- **Assignment**:
Please retype the article below on Web searches as predictors of consumer behavior word for word, from its first sentence to its last.

- **Quoted passage**:
--- START ---
Internet search queries can be decent predictors of consumer behavior, according to a study published in PNAS this week. A group of researchers at Yahoo collected data on Web searches and contrasted them with other similar predictors, like reviews and production budgets, as predictors of trends. They found that, while Web searches were usually not as accurate as more traditional data, incorporating them into measures that used traditional data helped predictions be more successful overall.
Past studies have shown that the number of Internet searches on things like unemployment and flu symptoms often turn out to reflect statistics in real time. To take this a step further, Yahoo researchers tried to see if searches could also be used to peer into the future of certain kinds of media, like video games and movies to see what will be popular.
They collected data on dozens of games, movies, and songs, and obtained the number of Web searches of each item. They compared how well this did as a predictor for success to other, more staid predictors, like high review ratings or large production budgets. They also compared the number of search queries for colds and flu as real-time indicators of infection, and compared those to predictions of the spread of flu based on one- and two-week old data from the Center for Disease Control and Prevention.
In many cases, the number of searches for an item were a decent predictor of success. The search data was occasionally even better than other typical indicators at guessing how well something would perform, including non-sequel video games. Still, searches were regularly outperformed by more traditional formulas.
While the Web search data rarely stood alone as a superior measure of success, the authors found it worked best in tandem with other typical measures—using the two together gave the most accurate predictions. Search data is also more accessible than some other options—video game production budgets, for example. While it can be hit-or-miss for some applications, it can still be better than nothing at all.
--- END ---
- **Information given**:
--- START ---
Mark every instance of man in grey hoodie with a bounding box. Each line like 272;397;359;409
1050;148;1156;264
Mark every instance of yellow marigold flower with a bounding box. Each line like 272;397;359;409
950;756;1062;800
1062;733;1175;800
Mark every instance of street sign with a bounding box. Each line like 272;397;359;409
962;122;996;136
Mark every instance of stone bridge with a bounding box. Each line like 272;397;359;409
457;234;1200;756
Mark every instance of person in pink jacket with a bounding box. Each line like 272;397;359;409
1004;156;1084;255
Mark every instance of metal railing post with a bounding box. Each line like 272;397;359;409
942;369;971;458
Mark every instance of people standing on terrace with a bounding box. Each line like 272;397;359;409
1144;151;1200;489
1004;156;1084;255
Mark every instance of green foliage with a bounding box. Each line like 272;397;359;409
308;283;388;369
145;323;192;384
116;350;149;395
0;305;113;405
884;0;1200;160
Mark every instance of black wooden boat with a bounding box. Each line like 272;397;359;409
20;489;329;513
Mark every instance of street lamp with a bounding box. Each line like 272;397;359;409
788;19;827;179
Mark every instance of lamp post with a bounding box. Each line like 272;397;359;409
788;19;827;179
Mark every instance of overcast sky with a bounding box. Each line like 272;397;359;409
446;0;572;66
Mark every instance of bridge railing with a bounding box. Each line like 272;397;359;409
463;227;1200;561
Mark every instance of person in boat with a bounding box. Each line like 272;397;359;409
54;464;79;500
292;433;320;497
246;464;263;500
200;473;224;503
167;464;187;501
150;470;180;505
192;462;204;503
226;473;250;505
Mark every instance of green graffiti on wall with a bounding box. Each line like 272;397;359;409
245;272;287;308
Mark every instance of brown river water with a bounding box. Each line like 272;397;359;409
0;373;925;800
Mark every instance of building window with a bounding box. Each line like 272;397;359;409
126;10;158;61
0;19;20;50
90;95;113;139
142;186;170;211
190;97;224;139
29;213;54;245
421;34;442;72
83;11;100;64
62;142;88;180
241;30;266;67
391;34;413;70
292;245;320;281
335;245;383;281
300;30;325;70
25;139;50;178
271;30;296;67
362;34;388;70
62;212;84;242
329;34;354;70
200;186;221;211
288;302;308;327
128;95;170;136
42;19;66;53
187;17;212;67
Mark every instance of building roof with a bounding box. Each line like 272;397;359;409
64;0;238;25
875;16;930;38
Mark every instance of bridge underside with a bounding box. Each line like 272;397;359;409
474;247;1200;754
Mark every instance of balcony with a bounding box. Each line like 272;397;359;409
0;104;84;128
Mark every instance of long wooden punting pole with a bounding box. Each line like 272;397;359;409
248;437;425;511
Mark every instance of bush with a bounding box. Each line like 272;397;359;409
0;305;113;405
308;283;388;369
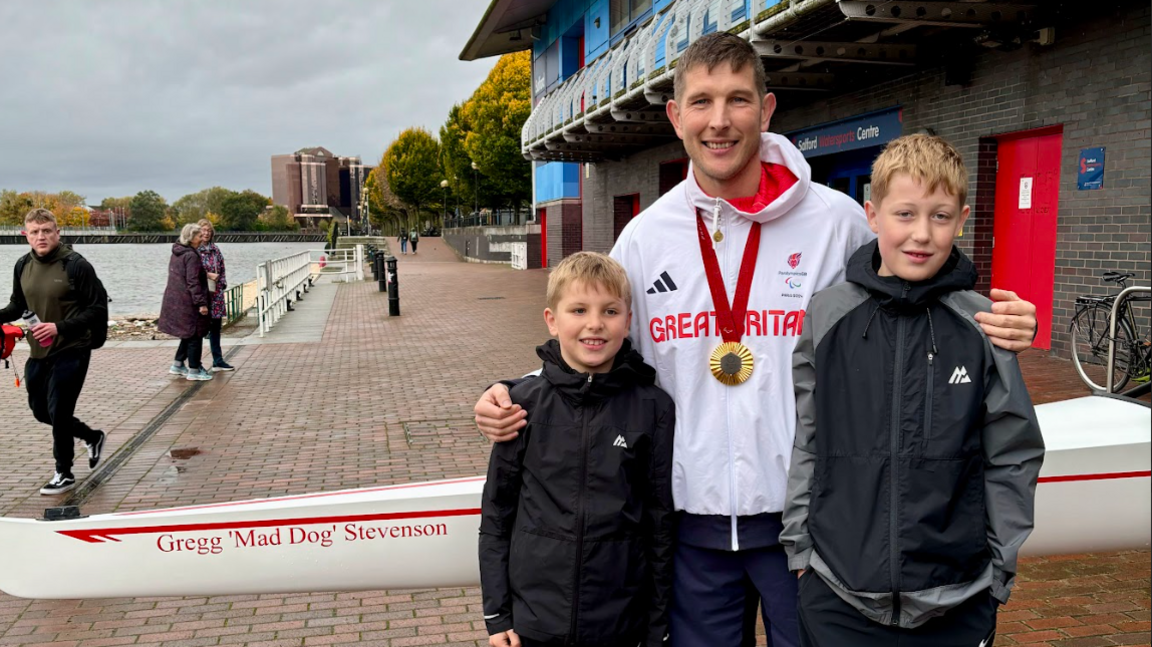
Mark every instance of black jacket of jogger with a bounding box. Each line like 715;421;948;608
479;341;675;647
--- END ---
- **Worked solution**:
Internet search queries can be decent predictors of consumer behavior, according to a study published in PNAS this week. A group of researchers at Yahoo collected data on Web searches and contrasted them with other similar predictors, like reviews and production budgets, as predictors of trends. They found that, while Web searches were usually not as accurate as more traditional data, incorporating them into measures that used traditional data helped predictions be more successful overall.
Past studies have shown that the number of Internet searches on things like unemployment and flu symptoms often turn out to reflect statistics in real time. To take this a step further, Yahoo researchers tried to see if searches could also be used to peer into the future of certain kinds of media, like video games and movies to see what will be popular.
They collected data on dozens of games, movies, and songs, and obtained the number of Web searches of each item. They compared how well this did as a predictor for success to other, more staid predictors, like high review ratings or large production budgets. They also compared the number of search queries for colds and flu as real-time indicators of infection, and compared those to predictions of the spread of flu based on one- and two-week old data from the Center for Disease Control and Prevention.
In many cases, the number of searches for an item were a decent predictor of success. The search data was occasionally even better than other typical indicators at guessing how well something would perform, including non-sequel video games. Still, searches were regularly outperformed by more traditional formulas.
While the Web search data rarely stood alone as a superior measure of success, the authors found it worked best in tandem with other typical measures—using the two together gave the most accurate predictions. Search data is also more accessible than some other options—video game production budgets, for example. While it can be hit-or-miss for some applications, it can still be better than nothing at all.